- Passage to read

He’s seeking attention, is bored, or stressed

Dogs are pack animals and will lick their beds because they are stress, bored, want attention or as a sign of submission.

If you spot a pattern to when your dog licks his bed, it may go some way to explaining his behaviour. Try giving your pup a little extra love and see if it solves the problem.

He has separation anxiety

As your dog grows, he will become familiar with your routine. If you spot that your furry friend starts to lick his bed at about the time you head out to work, it might be a sign that your pooch has separation anxiety.

This can affect older dogs and puppies alike. Keep an eye out for signs of it and reassure your dog that you’ll return soon. You could leave him with his favourite toy and be as cheerful as you can, so he knows he doesn’t need to worry and that you won’t be gone forever.

Don’t forget to show him some love when you get back, so that he knows you’re happy to be back with him.

He might be unwell

If your dog isn’t feeling well, particularly if he’s feeling sick, he will probably start to lick his bed and chew things.

If there has been no recent change to his diet, it may be a sign that your dog is getting older, and his body is less tolerant of the foods he used to relish. If you spot a pattern in his behaviour, you may be able to identify the cause. Perhaps a certain kind of food doesn’t suit him.

- To do
Finish out the next part of the article on why dogs lick their beds, picking up after its final sentence. You won't need the records that come next.

- Dataset extract
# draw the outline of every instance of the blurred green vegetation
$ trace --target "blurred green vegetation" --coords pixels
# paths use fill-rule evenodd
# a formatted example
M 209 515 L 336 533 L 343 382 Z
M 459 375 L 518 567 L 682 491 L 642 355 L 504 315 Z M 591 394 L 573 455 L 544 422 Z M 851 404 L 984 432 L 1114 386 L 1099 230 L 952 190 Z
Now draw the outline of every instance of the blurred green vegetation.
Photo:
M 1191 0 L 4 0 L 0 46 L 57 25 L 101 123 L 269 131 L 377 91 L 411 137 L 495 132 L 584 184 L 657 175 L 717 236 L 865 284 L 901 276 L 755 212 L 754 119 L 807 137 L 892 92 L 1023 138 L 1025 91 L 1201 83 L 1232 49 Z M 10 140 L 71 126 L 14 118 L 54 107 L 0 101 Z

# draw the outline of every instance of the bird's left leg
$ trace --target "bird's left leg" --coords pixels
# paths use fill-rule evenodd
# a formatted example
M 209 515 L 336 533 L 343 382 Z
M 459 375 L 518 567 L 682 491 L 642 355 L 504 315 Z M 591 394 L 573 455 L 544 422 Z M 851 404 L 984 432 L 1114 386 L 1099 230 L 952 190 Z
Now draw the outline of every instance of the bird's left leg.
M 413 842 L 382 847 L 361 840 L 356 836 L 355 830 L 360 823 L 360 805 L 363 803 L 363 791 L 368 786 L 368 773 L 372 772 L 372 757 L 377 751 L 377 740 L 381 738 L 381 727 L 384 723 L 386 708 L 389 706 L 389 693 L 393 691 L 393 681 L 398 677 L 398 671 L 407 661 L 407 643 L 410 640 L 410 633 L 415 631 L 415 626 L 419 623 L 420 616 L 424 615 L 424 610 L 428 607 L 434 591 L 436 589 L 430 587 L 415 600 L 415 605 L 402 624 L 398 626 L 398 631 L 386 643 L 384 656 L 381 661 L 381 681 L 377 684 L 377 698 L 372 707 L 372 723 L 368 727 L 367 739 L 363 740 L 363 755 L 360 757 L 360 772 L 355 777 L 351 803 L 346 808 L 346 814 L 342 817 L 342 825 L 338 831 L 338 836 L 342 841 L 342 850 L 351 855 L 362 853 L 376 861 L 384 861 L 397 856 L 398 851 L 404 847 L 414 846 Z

- Task output
If there is a sudden change in your dog’s behaviour though, it’s best to have your vet check him over.

It’s time to find out what you can do to stop your dog from licking his bed and blankets.

How do you stop a dog from licking a blanket?

Now we’ve seen what causes dogs to lick fabric and blankets, what can we do to discourage such behaviour? Much of the time, licking is caused by anxiety or are based on learned behaviour. So, taking a behavioural-based approach to finding a solution is a good idea.

Spot and stop

When you see your dog licking his blanket, his bed, or the furniture stop him immediately, the same as you would if you were to spot them doing their business in the house.

Your dog views you as the master of the house and yearns to be loyal to you.

Help your pup to socialise more

Dogs are social beings, just like humans. They need to mix with other dogs. This will help them feel relaxed and happy, although they may need time to get use to socialising, so be patient. To help your pup socialise, you can:

  • Take your dog to the park.
  • Organise puppy playdate.
  • Participate in a puppy play group.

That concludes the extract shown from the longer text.